Supplied information:
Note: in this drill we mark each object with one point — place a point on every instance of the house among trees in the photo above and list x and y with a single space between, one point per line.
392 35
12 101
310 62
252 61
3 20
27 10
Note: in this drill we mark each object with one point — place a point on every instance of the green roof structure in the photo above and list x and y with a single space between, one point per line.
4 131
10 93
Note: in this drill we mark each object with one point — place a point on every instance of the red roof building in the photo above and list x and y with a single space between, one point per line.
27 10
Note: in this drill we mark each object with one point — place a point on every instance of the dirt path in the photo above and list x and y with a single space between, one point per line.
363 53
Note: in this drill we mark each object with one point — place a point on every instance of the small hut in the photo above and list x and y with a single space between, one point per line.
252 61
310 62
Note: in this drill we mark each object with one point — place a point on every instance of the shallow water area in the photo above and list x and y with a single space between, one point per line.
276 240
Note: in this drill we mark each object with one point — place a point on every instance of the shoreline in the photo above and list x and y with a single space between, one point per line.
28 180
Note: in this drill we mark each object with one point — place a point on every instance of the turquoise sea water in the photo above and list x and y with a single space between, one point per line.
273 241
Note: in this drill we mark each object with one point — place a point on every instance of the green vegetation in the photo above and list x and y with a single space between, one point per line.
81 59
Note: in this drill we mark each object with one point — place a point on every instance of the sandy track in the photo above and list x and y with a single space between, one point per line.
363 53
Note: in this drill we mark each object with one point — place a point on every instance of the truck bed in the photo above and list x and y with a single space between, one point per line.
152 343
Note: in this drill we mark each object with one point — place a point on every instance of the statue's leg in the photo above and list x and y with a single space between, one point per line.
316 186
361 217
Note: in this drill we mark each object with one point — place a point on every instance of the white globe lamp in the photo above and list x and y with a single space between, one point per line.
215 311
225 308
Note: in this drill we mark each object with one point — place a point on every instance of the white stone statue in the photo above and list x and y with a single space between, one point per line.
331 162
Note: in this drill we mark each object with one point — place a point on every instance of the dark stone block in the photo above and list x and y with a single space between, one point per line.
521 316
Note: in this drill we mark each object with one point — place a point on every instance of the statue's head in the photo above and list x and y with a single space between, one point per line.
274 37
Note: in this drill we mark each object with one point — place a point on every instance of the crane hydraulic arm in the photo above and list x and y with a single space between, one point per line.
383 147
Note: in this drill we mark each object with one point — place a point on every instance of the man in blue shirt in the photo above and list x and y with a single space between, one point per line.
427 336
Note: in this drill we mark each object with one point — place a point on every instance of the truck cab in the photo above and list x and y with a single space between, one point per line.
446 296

What the exercise asks: Please recast the lines above as a JSON list of strings, one string for each line, with blank lines left out.

Answer to the problem:
[
  "Note: in this drill we mark each object with one point — place a point on every instance of the house among trees in the photo above and list x and y with a single space between, one point per line.",
  "392 35",
  "12 101",
  "310 62",
  "252 61",
  "3 20",
  "27 10",
  "Note: in this drill we mark each object with one point — place a point on every instance of the green roof structure in the photo above and list x and y with a single space between, one point per line.",
  "4 131",
  "10 93",
  "Note: in this drill we mark each object with one point — place a point on every instance of the red roof building in the photo above and list x and y with a single space between, one point per line.",
  "27 10",
  "Note: in this drill we mark each object with one point — place a point on every instance of the dirt path in the photo above and list x and y with a single space between, one point per line.",
  "363 53",
  "Note: in this drill we mark each object with one point — place a point on every instance of the small hut in the photo above and list x and y with a single space between, one point per line.",
  "252 61",
  "310 62",
  "Note: in this drill we mark each object with one point — place a point on every instance of the shallow water area in the photo above and list x and y with a single space between, one point per line.",
  "276 240",
  "Note: in this drill we mark each object with one point — place a point on every instance of the shoreline in the photo above and list x and y with a single space between, one point per line.",
  "28 180",
  "Note: in this drill we mark each object with one point — place a point on every instance of the turquoise sea water in the photo above and list x and y with a single space between, one point per line.",
  "273 241",
  "Note: in this drill we mark each object with one point — place a point on every instance of the green vegetation in the photo above and list x and y with a single space between, one point per line.",
  "81 59",
  "Note: in this drill we mark each object with one point — place a point on every instance of the sandy track in the photo above and list x and y with a single space between, one point per line.",
  "363 53",
  "Note: in this drill we mark each object with one point — place a point on every instance of the truck bed in the photo above and list x and y with a single space between, one point per line.",
  "152 343",
  "Note: in this drill we mark each object with one point — place a point on every instance of the statue's leg in the photo above and list x and y with a single space between, one point per line.",
  "316 186",
  "361 217",
  "Note: in this drill we mark each object with one point — place a point on every instance of the white globe lamp in the photo above and list x and y with a single space between, one point per line.",
  "215 311",
  "225 308",
  "Note: in this drill we mark each object with one point — place a point on every instance of the white stone statue in the photo above and list x and y with a single space between, one point per line.",
  "331 162",
  "Note: in this drill we mark each object with one point — place a point on every instance of the dark stone block in the photo above and list x and y with a single space between, one point per line.",
  "521 316",
  "Note: in this drill we mark each object with one point — place a point on every instance of the statue's head in the photo above and list x and y with a single space between, one point per line.",
  "274 37",
  "Note: in this drill we mark each object with one point — place a point on every instance of the crane hydraulic arm in the photo above and list x and y with a single space between, one point per line.",
  "383 147",
  "Note: in this drill we mark each object with one point — place a point on every instance of the man in blue shirt in the photo above and list x and y with a single space between, one point per line.",
  "427 336",
  "Note: in this drill we mark each object with one point — place a point on every instance of the truck cab in the photo above and list x and y with a single space between, one point per line.",
  "446 296"
]